* _AIM_
Rewrite the data below, replacing every occurrence of "soccer ball" with "match ball" and leaving everything else unchanged.

BEGIN

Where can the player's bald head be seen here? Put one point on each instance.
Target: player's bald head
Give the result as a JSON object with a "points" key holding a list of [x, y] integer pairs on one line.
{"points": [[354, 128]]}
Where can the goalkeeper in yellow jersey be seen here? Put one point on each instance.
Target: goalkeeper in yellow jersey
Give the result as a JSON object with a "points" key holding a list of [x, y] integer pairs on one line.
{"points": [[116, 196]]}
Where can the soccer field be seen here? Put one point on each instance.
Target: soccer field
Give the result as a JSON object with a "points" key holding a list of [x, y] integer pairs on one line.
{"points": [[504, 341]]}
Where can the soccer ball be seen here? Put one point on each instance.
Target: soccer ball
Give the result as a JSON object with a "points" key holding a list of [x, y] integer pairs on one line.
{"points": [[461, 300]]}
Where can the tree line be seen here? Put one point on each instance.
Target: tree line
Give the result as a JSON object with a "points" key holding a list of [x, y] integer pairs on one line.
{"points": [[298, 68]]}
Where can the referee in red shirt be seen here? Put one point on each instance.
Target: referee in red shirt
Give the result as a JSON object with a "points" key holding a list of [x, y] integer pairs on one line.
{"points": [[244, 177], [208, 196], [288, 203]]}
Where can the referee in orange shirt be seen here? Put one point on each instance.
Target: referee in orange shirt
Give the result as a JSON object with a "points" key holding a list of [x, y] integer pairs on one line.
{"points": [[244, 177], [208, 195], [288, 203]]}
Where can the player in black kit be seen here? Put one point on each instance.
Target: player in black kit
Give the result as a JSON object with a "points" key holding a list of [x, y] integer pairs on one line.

END

* _EXERCISE RESPONSE_
Where can the player's bald head be seen here? Put one point on each instance.
Target: player's bald head
Give the result as a JSON object with a "points" key holding a list of [x, y] integer pairs on one line.
{"points": [[354, 128]]}
Where can the goalkeeper in yellow jersey be seen here? Put one point on each instance.
Target: goalkeeper in yellow jersey
Give the result as a JSON object with a "points" key holding a list of [x, y] integer pairs on one line.
{"points": [[116, 196]]}
Where can the soccer field be seen here? Put one point on each instance.
Target: soccer field
Give the result as a JSON object with a "points" key holding a list of [x, y] integer pairs on one line.
{"points": [[504, 341]]}
Where can the match ball be seen here? Put one point on each instance.
Target: match ball
Give the result as a JSON object with a "points" key holding a list of [x, y] integer pairs on one line.
{"points": [[461, 300]]}
Where can the tree line be seen here? Put one point on each instance.
Target: tree line
Give the result as a JSON object with a "points" key holding a list of [x, y] integer pairs on one line.
{"points": [[298, 68]]}
Where can the referee in red shirt be seen here? Put one point on each instance.
Target: referee in red shirt
Give the result as a JSON object with a "points" key holding a list of [x, y] integer pairs on one line.
{"points": [[244, 177], [208, 196], [288, 203]]}
Where can the referee in orange shirt be seen here? Put one point on each instance.
Target: referee in orange shirt
Give the result as a JSON object with a "points" key holding a list of [x, y] integer pairs on one line.
{"points": [[244, 177], [208, 195], [288, 203]]}
Where can the player in black kit be seen here? Put one point on each instance.
Target: player in black kit
Give the result as a JSON object with a "points" key holding a list of [x, y] integer pairs on one line.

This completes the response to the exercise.